An agent making a request on the explicit behalf of someone else is probably something most of us agree is reasonable. "What are the current stories on Hacker News?" -- the agent is just doing the same request to the same website that I would have done anyways.
But the sort of non-explicit just-in-case crawling that Perplexity might do for a general question where it crawls 4-6 sources isn't as easy to defend. "Are polar bears always white?" -- Now it's making requests I wouldn't have necessarily made, and it could even been seen as a sort of amplification attack.
That said, TFA's example is where they register secretexample.com and then ask Perplexity "what is secretexample.com about?" and Perplexity sends a request to answer the question, so that's an example of the first case, not the second.
What prevents these companies from keeping a copy of that particular page, which I specifically disallowed for bot scraping, and feed it to their next training cycle?
Pinky promises? Ethics? Laws? Technical limitations? Leeroy Jenkins?
What prevents anyone else? robots.txt is a request, not an access policy.
Does information no longer wants to be free now? Maybe internet, just like social media was just a social experiment at the end, albeit a successful one. Thanks GenAI.
Do you still see authentic human traffic on your domains, is it easy to discern?
I feel like I missed the bus on running a blog pre-AI.
Both my blog homepage and posts see mostly human traffic. Sometimes bots crawl the site and they appear as spikes in the analytics.
Looks like my homepage which doesn't have anything but links is pretty popular with crawlers. My digital garden doesn't get much interest from them. All in all, human traffic on my sites are pretty much alive.
I don't believe in missing the bus in anything actually, because I don't write these for others, first. Both my blog (more meta) and digital garden (more technical) are written for myself primarily, and left open. I post links to both when it's appropriate, but they are not made to be popular. If people read it and learn something or solve one of their problems, that's enough for me.

■ ■ ■ ■ ■

* **Given problem a**:
Answer these questions about the thread on AI crawlers:
(i) What domain is registered in the example from TFA?
(ii) What does one reply call robots.txt, in contrast to an access policy?
(iii) How do bot crawls show up in the analytics of the blogger who replies?

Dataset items

■ ■ ■ ■ ■

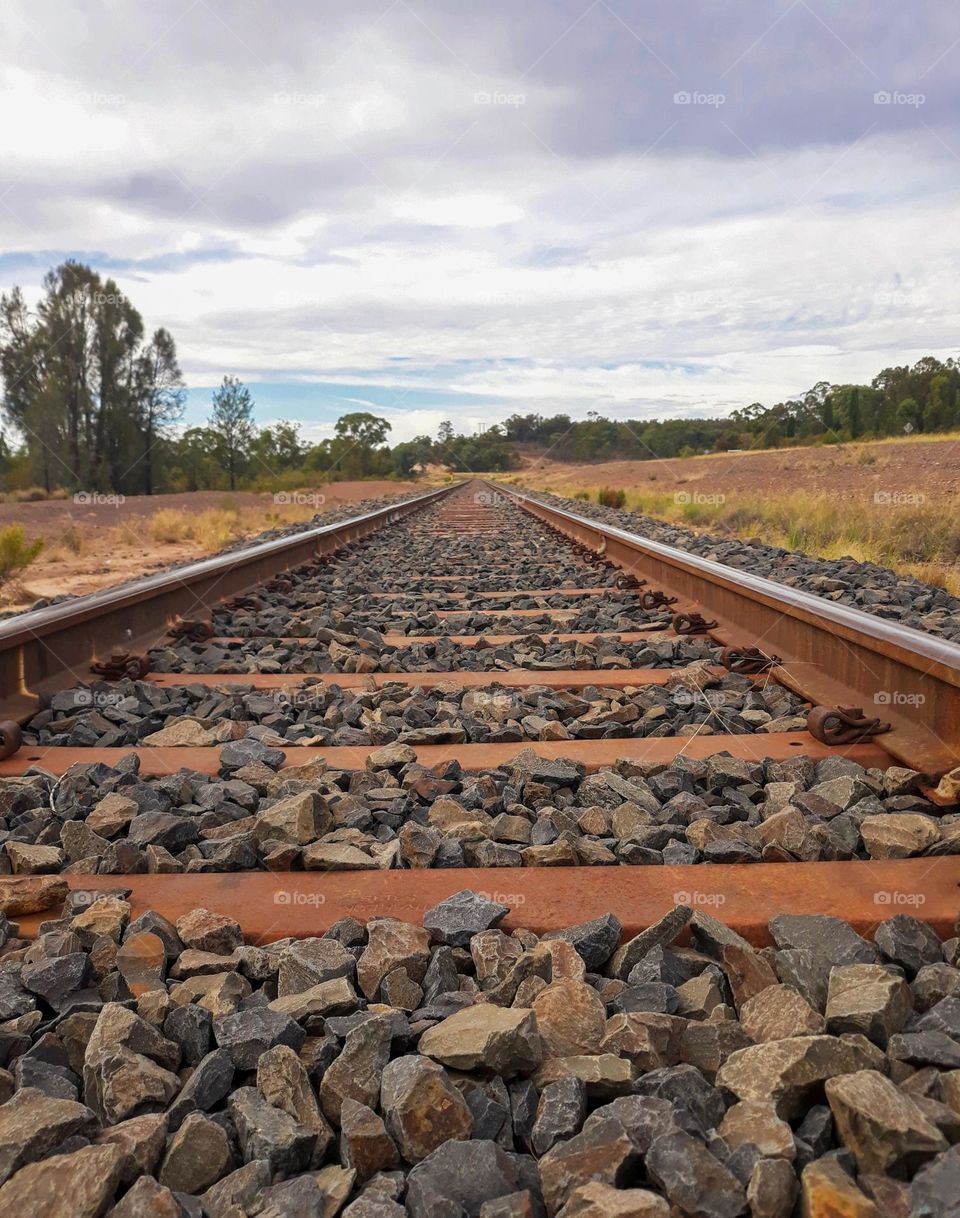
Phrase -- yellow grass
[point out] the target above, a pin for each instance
(913, 538)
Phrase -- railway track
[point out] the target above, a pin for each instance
(606, 742)
(553, 636)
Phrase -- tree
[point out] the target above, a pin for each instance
(160, 397)
(232, 420)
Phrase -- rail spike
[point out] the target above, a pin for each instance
(656, 599)
(692, 624)
(748, 660)
(196, 631)
(120, 665)
(843, 725)
(11, 738)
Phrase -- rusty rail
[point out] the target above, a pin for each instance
(52, 647)
(831, 654)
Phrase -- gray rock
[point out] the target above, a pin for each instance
(456, 920)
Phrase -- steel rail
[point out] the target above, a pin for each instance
(48, 648)
(831, 654)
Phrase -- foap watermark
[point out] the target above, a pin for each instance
(894, 297)
(498, 98)
(699, 497)
(697, 98)
(98, 499)
(898, 698)
(95, 98)
(692, 302)
(511, 899)
(310, 100)
(893, 897)
(95, 699)
(898, 98)
(300, 498)
(899, 498)
(696, 898)
(297, 897)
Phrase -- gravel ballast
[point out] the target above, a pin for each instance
(457, 1068)
(389, 813)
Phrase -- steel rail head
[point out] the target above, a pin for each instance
(37, 623)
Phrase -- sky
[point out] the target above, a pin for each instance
(439, 208)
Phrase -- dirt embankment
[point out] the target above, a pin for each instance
(857, 470)
(109, 538)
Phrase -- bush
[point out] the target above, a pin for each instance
(16, 553)
(609, 498)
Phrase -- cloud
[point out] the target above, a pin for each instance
(551, 206)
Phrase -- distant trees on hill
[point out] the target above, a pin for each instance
(93, 403)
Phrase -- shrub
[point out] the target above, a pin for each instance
(608, 497)
(16, 553)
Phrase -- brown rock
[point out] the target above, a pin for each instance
(772, 1190)
(788, 1072)
(284, 1083)
(356, 1073)
(647, 1038)
(602, 1154)
(197, 1156)
(392, 944)
(598, 1200)
(210, 932)
(111, 815)
(148, 1199)
(880, 1124)
(105, 916)
(296, 820)
(423, 1108)
(141, 1140)
(364, 1144)
(868, 999)
(755, 1122)
(78, 1185)
(141, 962)
(571, 1018)
(33, 1123)
(779, 1012)
(33, 860)
(502, 1039)
(898, 834)
(31, 895)
(606, 1076)
(829, 1193)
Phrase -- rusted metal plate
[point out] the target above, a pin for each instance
(595, 754)
(275, 905)
(836, 654)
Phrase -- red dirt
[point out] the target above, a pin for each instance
(102, 562)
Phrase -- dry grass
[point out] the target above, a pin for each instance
(910, 537)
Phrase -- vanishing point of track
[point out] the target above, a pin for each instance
(883, 696)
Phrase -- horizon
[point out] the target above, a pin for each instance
(436, 213)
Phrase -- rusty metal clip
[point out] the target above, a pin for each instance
(11, 738)
(843, 725)
(747, 660)
(120, 665)
(692, 624)
(196, 631)
(656, 599)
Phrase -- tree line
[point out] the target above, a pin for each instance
(91, 402)
(899, 401)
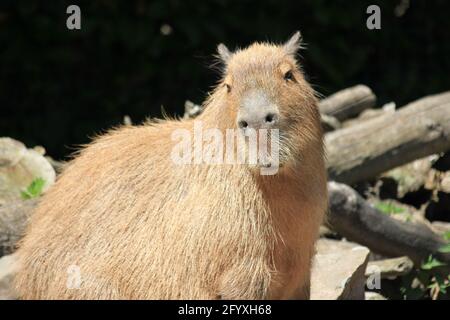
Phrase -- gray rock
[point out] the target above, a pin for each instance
(7, 270)
(338, 271)
(19, 167)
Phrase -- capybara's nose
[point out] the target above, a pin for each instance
(257, 119)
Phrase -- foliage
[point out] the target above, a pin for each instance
(430, 281)
(34, 190)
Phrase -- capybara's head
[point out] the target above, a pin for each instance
(263, 87)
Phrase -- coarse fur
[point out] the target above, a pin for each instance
(123, 221)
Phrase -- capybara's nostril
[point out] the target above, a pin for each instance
(243, 124)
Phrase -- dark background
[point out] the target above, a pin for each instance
(58, 87)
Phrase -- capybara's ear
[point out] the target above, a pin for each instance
(224, 53)
(293, 44)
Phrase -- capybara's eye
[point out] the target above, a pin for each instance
(288, 76)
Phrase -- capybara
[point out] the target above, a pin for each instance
(126, 221)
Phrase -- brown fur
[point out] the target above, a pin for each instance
(140, 227)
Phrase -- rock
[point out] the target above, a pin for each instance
(390, 268)
(191, 110)
(339, 271)
(13, 220)
(11, 151)
(7, 270)
(19, 167)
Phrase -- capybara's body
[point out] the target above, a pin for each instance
(124, 221)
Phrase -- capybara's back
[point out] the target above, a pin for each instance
(126, 220)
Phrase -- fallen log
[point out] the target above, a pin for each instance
(365, 150)
(355, 219)
(348, 103)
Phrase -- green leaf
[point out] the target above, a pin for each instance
(432, 263)
(34, 190)
(447, 235)
(445, 249)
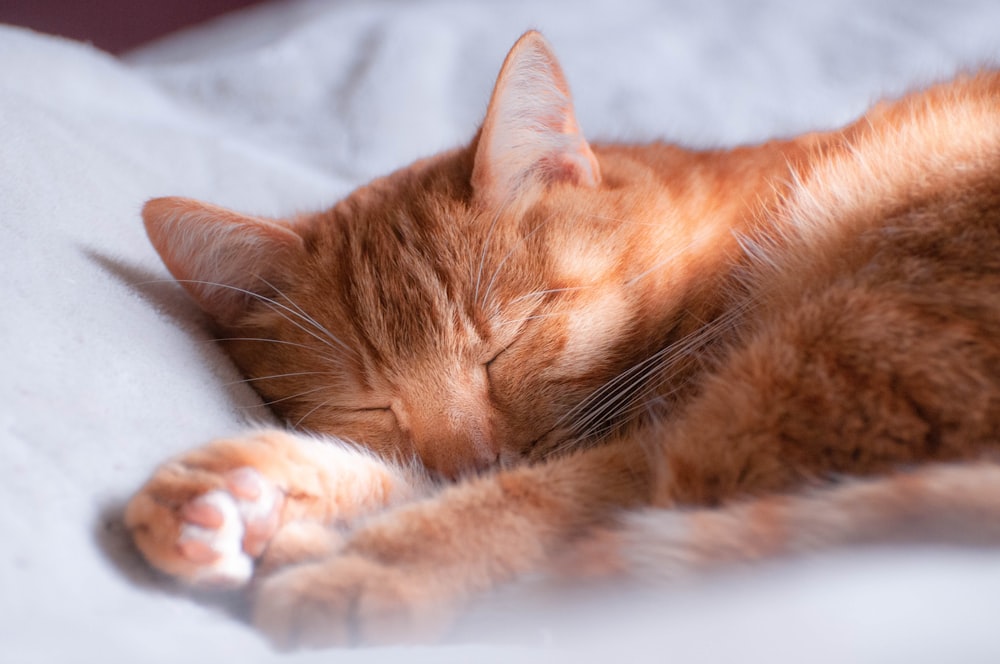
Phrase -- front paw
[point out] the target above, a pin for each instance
(350, 600)
(203, 527)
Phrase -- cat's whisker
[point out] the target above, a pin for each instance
(278, 308)
(517, 247)
(276, 376)
(322, 404)
(620, 394)
(512, 321)
(297, 395)
(618, 220)
(308, 318)
(486, 244)
(549, 291)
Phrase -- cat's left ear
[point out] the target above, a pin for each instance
(222, 258)
(530, 136)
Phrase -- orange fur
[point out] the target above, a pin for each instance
(712, 342)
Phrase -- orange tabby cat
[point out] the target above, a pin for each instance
(527, 335)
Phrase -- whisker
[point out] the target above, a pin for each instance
(622, 393)
(486, 244)
(274, 376)
(511, 321)
(275, 306)
(551, 290)
(312, 410)
(309, 318)
(291, 396)
(520, 244)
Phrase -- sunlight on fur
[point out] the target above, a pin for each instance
(623, 362)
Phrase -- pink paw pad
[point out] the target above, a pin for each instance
(225, 529)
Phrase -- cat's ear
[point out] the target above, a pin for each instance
(530, 135)
(220, 257)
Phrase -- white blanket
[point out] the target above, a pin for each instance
(105, 370)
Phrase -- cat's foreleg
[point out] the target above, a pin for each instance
(402, 575)
(208, 516)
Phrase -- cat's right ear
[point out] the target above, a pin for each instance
(220, 257)
(530, 136)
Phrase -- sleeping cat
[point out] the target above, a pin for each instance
(640, 358)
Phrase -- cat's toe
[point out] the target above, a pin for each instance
(259, 503)
(211, 537)
(204, 528)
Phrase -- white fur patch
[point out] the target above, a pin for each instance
(233, 567)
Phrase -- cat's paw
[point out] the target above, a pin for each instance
(203, 527)
(352, 600)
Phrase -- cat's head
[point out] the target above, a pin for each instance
(462, 309)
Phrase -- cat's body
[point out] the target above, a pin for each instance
(797, 343)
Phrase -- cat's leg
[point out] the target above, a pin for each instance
(403, 574)
(207, 515)
(951, 503)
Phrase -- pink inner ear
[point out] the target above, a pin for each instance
(530, 135)
(220, 257)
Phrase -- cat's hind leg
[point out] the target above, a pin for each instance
(208, 515)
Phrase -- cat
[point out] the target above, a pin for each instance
(631, 360)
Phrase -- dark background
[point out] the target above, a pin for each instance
(113, 25)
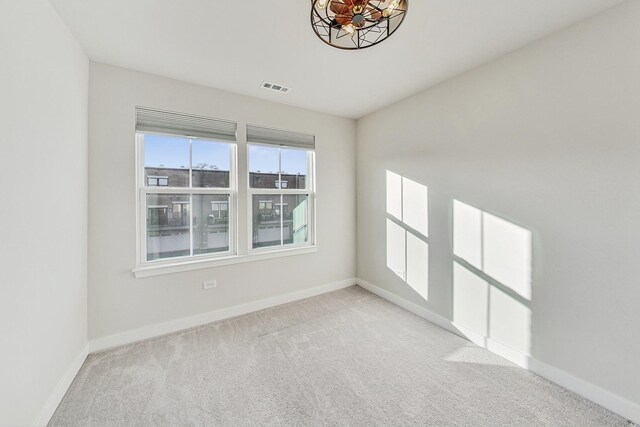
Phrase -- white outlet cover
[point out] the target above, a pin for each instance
(209, 284)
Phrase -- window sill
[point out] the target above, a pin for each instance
(152, 269)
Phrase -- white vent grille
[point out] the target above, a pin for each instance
(275, 87)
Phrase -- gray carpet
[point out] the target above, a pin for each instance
(343, 358)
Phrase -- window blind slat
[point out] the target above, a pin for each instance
(150, 120)
(262, 135)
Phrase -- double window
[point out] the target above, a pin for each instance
(189, 198)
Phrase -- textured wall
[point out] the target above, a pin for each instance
(43, 241)
(545, 141)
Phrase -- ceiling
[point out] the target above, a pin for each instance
(234, 45)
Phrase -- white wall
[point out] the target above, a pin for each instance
(547, 138)
(118, 302)
(43, 240)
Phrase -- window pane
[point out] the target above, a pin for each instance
(167, 226)
(211, 163)
(294, 168)
(166, 157)
(295, 214)
(264, 163)
(267, 227)
(210, 223)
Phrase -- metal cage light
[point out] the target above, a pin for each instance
(356, 24)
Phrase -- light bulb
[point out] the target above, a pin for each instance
(392, 6)
(349, 28)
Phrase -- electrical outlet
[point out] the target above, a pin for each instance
(209, 284)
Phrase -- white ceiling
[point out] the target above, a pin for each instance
(236, 44)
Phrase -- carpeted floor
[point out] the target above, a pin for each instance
(343, 358)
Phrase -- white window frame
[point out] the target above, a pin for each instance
(141, 207)
(310, 191)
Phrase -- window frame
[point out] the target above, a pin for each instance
(310, 192)
(141, 205)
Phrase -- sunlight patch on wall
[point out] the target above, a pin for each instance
(492, 277)
(396, 260)
(394, 195)
(407, 231)
(471, 300)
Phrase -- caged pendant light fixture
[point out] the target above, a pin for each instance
(356, 24)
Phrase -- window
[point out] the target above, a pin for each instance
(281, 188)
(187, 186)
(188, 200)
(158, 181)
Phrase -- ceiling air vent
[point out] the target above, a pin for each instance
(276, 87)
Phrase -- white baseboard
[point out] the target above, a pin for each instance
(609, 400)
(605, 398)
(61, 388)
(176, 325)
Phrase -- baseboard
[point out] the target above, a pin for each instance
(61, 388)
(177, 325)
(605, 398)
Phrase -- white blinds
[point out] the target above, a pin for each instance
(150, 120)
(262, 135)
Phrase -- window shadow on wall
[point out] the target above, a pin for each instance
(492, 272)
(408, 231)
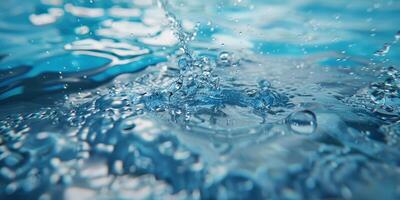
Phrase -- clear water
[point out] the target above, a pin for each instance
(218, 99)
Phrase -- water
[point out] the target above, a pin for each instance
(216, 99)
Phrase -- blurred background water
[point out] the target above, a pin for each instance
(218, 99)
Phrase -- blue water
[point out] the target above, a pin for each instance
(218, 99)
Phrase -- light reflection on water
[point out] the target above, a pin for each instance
(276, 99)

■ ■ ■ ■ ■

* **Given problem b**: Please format the stretch of the rows that opens with the line containing "Phrase -- brown rock" and closes with the line containing "(829, 1193)" as a Markdown table with the columns Number and Line, omitting blank lines.

* **Worked solution a**:
(i) secretexample.com
(ii) A request
(iii) As spikes

* **Worked solution b**:
| Number | Line |
|---|---|
| 1 | Phrase -- brown rock |
| 2 | [point out] the target above, a pin for each instance |
| 3 | (772, 1190) |
| 4 | (788, 1072) |
| 5 | (284, 1083) |
| 6 | (356, 1073) |
| 7 | (647, 1038) |
| 8 | (602, 1154) |
| 9 | (197, 1156) |
| 10 | (392, 944) |
| 11 | (598, 1200) |
| 12 | (210, 932) |
| 13 | (111, 815) |
| 14 | (148, 1199) |
| 15 | (880, 1124) |
| 16 | (105, 916) |
| 17 | (296, 820) |
| 18 | (423, 1108) |
| 19 | (141, 1140) |
| 20 | (364, 1144) |
| 21 | (868, 999) |
| 22 | (755, 1122) |
| 23 | (78, 1185) |
| 24 | (141, 962) |
| 25 | (571, 1018) |
| 26 | (33, 1123) |
| 27 | (779, 1012) |
| 28 | (33, 860) |
| 29 | (502, 1039) |
| 30 | (898, 834) |
| 31 | (31, 895) |
| 32 | (606, 1076) |
| 33 | (829, 1193) |